Given passage:
◆ ◆ ◆

Anyone else here "unlikeable and doesn't fit in anywhere or can't make friends
Everywhere i seem to go people genrerally think i'm weird or sense that something's wrong with me

I can't make friends and if i have a friend they end up hating me and just leave
Even my psychiatrist ghosted me

I look rather ugly as well so that doesn't help dempen my odd behaviour
I suffer from paranoia psychosis and shizophrenia and i've been casted out and bullied as long as i can remember

I just don't belong in this world, if someone has leprosy people avoid them and cast them out,
if you're mentally sick people sense that as well and cast you out

Sometimes i dream of living as a hermit somwhere all alone away from society

retaliation at some point is inevitable, i don't want to go down that path
68 posts and 13 image replies omitted. Click reply to view.

 No.226469

>>226462
I experience something similar. It makes shit worse when I am out, but it mostly happens inside. In the shower it's pretty bad since there's no way to distract myself. Just would be good to forget since I've learned my lesson to be as reclusive as possible.

 No.226475

>>226130
it's too true. like even on wizchan it feels like you're only supposed to be a covert wizard so if you are abnormal, it's just pathetic

 No.226483

>>226475
Yes, it is physically painful to open up a bit here only to get mocked and called a larper, like my heart being squeezed by a hand. Wizchan is one of the best, from amongst the worst.

◆ ◆ ◆

What you should do:
Please list every post number in the forum thread that starts with "No.". Answer from the forum thread alone.

◆ ◆ ◆

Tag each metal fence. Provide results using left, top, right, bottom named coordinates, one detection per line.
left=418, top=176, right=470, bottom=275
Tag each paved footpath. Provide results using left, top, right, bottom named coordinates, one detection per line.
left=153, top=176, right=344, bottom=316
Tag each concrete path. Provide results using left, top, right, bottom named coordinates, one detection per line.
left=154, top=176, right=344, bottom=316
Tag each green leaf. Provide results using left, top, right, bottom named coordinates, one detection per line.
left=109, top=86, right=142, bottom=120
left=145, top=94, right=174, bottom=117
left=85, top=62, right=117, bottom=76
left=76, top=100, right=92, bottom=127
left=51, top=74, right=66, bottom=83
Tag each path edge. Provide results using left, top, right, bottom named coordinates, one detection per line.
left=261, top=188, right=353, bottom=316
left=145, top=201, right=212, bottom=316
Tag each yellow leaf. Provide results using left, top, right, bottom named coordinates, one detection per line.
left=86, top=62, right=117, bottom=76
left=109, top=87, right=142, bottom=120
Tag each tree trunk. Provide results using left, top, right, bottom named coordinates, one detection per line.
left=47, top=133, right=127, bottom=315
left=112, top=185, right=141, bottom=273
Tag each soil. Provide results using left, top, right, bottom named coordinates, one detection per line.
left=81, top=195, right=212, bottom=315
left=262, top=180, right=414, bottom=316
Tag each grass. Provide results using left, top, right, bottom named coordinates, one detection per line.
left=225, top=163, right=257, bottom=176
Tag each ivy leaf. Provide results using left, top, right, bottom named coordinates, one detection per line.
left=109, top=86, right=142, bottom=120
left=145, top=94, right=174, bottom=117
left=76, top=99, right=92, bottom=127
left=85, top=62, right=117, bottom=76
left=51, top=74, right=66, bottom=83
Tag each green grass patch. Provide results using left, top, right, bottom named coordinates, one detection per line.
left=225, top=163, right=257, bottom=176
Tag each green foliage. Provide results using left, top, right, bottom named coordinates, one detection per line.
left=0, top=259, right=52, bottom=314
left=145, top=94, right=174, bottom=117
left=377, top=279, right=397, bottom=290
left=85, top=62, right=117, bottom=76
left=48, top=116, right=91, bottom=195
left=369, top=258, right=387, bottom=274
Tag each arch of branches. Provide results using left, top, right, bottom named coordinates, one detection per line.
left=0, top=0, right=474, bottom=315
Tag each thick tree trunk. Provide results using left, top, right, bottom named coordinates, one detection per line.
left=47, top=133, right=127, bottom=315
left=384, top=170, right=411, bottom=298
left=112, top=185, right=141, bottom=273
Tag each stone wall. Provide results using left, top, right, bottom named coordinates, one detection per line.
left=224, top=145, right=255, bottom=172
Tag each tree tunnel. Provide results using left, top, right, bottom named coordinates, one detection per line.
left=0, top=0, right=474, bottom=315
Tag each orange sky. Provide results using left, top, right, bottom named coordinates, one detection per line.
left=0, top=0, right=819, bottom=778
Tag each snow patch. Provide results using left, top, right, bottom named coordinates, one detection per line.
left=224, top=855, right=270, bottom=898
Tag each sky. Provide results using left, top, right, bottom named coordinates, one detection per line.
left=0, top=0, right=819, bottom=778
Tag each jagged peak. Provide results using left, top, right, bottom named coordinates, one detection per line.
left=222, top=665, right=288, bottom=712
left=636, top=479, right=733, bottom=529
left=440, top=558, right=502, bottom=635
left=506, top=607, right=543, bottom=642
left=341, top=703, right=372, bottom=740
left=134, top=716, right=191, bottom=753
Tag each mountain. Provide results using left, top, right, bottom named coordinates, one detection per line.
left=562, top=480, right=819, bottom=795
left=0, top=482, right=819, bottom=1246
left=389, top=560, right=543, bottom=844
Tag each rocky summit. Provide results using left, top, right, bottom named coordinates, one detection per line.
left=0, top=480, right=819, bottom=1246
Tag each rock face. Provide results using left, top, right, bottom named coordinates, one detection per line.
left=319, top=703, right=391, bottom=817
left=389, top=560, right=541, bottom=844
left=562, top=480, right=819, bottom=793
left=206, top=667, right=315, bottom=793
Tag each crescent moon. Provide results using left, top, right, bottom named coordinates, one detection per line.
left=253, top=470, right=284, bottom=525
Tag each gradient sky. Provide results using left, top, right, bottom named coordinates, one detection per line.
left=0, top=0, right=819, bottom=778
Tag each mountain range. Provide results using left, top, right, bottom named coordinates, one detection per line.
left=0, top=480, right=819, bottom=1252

◆ ◆ ◆

Response:
No.226469, No.226475, No.226483